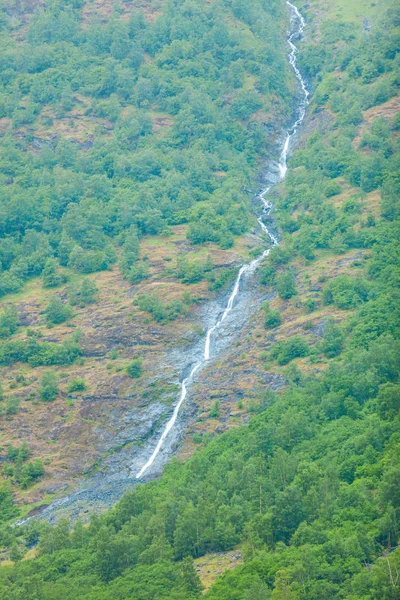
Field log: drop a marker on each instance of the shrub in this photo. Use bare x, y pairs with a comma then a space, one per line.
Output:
84, 294
12, 406
49, 387
215, 410
9, 321
333, 341
286, 285
284, 352
272, 317
56, 312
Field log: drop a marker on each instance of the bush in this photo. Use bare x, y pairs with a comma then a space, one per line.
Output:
286, 285
39, 354
56, 312
333, 341
77, 385
84, 294
51, 276
332, 189
160, 312
215, 410
272, 317
9, 321
12, 406
284, 352
346, 292
134, 369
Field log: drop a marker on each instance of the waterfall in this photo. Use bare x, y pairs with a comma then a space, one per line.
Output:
297, 27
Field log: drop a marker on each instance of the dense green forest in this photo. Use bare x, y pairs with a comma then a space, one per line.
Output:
309, 489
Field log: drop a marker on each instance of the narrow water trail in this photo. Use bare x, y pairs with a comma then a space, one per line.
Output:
297, 25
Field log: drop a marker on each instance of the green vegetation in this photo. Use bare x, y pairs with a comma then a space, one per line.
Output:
49, 386
82, 294
38, 354
309, 489
85, 168
77, 385
160, 311
134, 369
272, 318
23, 473
57, 312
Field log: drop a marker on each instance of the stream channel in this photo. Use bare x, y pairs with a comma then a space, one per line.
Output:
101, 490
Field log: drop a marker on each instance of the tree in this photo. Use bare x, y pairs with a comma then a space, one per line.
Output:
15, 553
215, 409
9, 321
134, 369
12, 405
333, 341
56, 312
286, 285
49, 387
50, 275
272, 317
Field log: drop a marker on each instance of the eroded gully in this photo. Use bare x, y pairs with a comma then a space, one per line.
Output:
103, 489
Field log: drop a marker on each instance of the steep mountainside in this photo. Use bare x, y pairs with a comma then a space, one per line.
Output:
303, 501
132, 133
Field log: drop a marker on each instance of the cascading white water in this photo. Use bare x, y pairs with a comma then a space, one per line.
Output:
296, 31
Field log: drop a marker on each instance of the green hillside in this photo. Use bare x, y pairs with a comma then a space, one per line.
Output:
307, 493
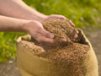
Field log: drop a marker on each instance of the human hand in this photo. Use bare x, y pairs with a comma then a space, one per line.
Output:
36, 30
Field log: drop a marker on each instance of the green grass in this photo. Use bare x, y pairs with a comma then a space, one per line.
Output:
82, 12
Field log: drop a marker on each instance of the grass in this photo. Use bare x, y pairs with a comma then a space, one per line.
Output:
82, 12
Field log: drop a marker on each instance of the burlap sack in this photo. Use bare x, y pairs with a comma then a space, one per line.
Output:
30, 64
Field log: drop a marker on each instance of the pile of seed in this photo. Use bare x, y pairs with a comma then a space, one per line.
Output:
68, 54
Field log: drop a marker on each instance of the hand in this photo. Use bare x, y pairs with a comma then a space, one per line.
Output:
36, 30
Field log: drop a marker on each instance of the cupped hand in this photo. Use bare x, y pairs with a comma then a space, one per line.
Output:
36, 30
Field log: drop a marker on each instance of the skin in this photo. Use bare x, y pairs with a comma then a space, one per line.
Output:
16, 16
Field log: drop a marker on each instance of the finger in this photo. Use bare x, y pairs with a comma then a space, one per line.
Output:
43, 39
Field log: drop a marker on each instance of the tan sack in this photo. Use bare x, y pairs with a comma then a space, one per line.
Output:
79, 63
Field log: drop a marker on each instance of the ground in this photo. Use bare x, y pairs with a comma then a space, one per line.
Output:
94, 35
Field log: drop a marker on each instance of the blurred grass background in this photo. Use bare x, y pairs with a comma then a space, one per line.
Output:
84, 13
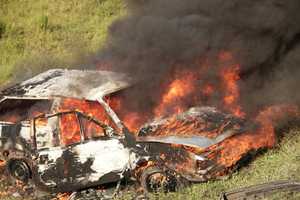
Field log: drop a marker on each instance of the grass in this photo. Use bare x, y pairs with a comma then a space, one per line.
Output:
38, 34
280, 163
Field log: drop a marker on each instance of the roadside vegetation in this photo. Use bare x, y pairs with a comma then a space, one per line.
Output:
37, 34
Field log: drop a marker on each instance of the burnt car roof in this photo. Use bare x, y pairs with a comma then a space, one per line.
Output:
209, 127
84, 84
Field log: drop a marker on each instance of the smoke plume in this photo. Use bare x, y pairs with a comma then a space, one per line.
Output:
161, 36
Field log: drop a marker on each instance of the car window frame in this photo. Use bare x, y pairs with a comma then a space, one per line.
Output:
78, 115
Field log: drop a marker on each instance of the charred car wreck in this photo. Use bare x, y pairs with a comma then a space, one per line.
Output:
47, 138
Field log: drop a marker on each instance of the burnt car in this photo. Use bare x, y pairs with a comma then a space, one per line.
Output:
47, 139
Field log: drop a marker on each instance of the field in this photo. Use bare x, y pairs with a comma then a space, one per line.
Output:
39, 34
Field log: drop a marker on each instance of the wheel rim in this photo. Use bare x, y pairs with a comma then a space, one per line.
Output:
19, 170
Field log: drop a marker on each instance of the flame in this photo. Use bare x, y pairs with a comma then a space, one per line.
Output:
177, 90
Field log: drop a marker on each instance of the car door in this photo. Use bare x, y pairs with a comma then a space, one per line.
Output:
80, 153
102, 158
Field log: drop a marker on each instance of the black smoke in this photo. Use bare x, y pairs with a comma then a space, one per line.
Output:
263, 35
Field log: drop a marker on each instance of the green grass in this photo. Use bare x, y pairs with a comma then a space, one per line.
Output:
38, 34
280, 163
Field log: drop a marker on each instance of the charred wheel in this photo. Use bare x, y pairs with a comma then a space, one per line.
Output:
19, 170
154, 179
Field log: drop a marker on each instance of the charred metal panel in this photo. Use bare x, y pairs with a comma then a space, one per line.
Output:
70, 83
89, 163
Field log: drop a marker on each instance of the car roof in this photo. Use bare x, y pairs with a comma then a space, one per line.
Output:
80, 84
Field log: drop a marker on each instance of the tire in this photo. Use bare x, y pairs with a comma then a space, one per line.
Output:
19, 170
154, 179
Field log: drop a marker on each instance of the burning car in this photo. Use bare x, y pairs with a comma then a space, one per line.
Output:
59, 132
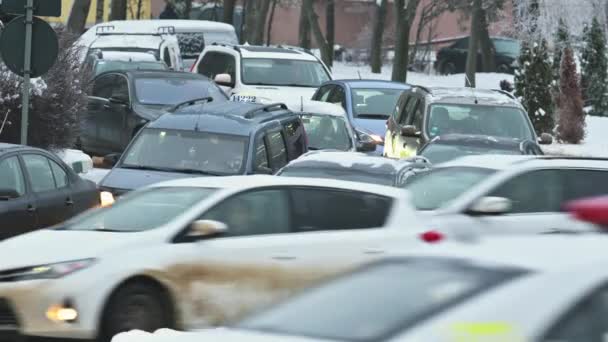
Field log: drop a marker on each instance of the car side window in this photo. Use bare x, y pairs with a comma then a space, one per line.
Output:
102, 86
11, 175
40, 173
524, 200
328, 209
253, 213
277, 150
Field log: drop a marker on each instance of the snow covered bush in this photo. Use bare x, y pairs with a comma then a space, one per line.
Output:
56, 100
594, 65
533, 85
571, 117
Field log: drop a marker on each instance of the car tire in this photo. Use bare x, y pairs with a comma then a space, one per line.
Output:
136, 305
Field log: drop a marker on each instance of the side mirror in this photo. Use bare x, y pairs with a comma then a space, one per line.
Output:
224, 80
545, 139
8, 194
410, 131
206, 228
489, 205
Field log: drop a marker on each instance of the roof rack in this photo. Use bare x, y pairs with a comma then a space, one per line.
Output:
266, 108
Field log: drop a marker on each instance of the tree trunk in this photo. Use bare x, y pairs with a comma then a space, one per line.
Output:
313, 20
376, 48
270, 20
330, 31
99, 11
471, 66
304, 30
118, 10
78, 16
404, 18
488, 50
229, 12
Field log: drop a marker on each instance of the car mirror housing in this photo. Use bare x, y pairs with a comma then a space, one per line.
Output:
490, 205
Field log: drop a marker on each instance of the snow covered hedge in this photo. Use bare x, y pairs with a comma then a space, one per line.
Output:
57, 98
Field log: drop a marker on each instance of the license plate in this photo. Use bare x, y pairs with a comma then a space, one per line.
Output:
243, 98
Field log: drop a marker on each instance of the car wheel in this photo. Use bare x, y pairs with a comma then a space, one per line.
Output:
136, 306
448, 68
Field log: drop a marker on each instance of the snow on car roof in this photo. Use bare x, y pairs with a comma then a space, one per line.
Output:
254, 181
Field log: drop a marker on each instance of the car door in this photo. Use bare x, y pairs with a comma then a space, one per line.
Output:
54, 203
17, 215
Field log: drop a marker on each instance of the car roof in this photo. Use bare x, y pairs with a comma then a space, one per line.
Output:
257, 181
541, 253
227, 117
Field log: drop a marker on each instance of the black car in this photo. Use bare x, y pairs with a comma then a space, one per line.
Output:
447, 147
209, 139
38, 190
453, 59
122, 102
355, 167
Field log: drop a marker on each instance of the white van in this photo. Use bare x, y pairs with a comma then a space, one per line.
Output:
192, 35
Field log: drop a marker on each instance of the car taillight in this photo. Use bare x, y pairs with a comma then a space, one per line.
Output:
432, 236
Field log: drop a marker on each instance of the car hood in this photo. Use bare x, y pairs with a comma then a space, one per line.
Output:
52, 246
291, 96
128, 179
376, 126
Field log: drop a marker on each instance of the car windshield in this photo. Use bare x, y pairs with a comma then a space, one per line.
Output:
187, 151
440, 153
351, 175
173, 90
326, 132
434, 189
374, 103
498, 121
283, 72
104, 66
160, 205
380, 300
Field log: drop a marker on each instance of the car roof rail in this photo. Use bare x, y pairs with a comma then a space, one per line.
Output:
266, 108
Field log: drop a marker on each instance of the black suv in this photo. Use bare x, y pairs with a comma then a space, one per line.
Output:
121, 102
209, 139
453, 59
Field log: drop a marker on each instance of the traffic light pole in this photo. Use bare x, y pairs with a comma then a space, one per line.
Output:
27, 61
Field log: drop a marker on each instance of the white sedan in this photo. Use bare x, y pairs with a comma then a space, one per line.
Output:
193, 253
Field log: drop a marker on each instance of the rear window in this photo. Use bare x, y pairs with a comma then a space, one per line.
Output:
380, 300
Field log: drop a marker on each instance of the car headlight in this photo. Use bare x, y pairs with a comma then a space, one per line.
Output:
50, 271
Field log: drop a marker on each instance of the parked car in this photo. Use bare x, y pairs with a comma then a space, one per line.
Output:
425, 113
121, 102
38, 190
368, 104
262, 74
99, 62
453, 59
507, 194
171, 254
451, 146
355, 167
212, 139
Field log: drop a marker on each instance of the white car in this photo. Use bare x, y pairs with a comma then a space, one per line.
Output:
507, 194
541, 288
193, 253
263, 74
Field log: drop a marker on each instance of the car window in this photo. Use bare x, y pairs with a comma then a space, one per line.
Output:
215, 63
39, 170
253, 213
61, 177
585, 183
103, 85
277, 150
525, 201
332, 209
11, 176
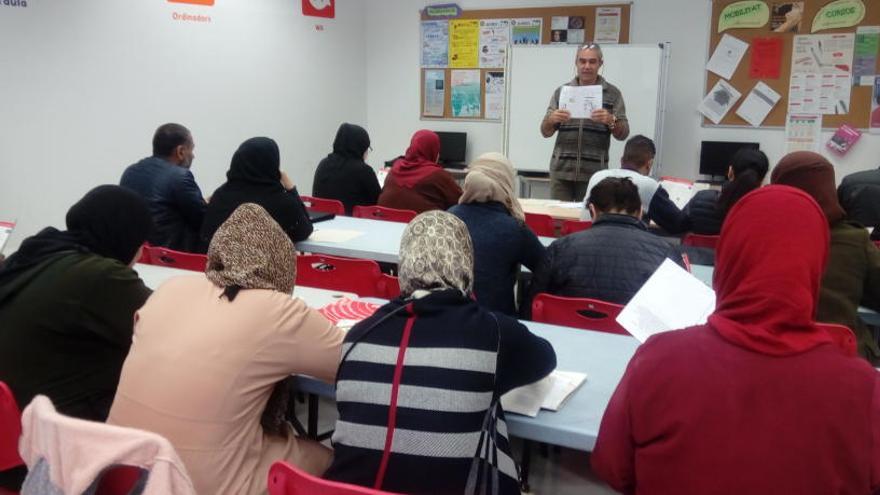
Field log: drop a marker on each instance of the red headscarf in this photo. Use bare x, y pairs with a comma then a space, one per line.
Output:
768, 267
418, 162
======
● TO BE DONE
Everything from the line containing "Field log: drop a marker on each instance of the parked" to the last line of the listing above must be reproduced exactly, with no pictures included.

● IN RESPONSE
Field log: drop a marker on each instance of the parked car in this photo. Use bare x, y pairs with a comma then a space, one per line.
Output:
425, 113
121, 102
38, 190
368, 104
262, 74
99, 62
453, 59
507, 194
171, 254
451, 146
355, 167
212, 139
Field log: drop a marker on each instance of the white car in this photo. Use bare x, y pairs with a comma then a space, one per line.
Output:
507, 194
541, 288
193, 253
263, 74
Field log: drop a marker on each instance of the car window in this photo. Use bare x, y pairs with a comma then a space, one per line.
Output:
215, 63
39, 170
253, 213
61, 177
585, 183
103, 85
277, 150
525, 201
332, 209
11, 176
Field log: drop a marker on each instance of the red headscarf in this photo. Use bare x, y pairs with a comma then a space, one per line.
Output:
768, 267
418, 162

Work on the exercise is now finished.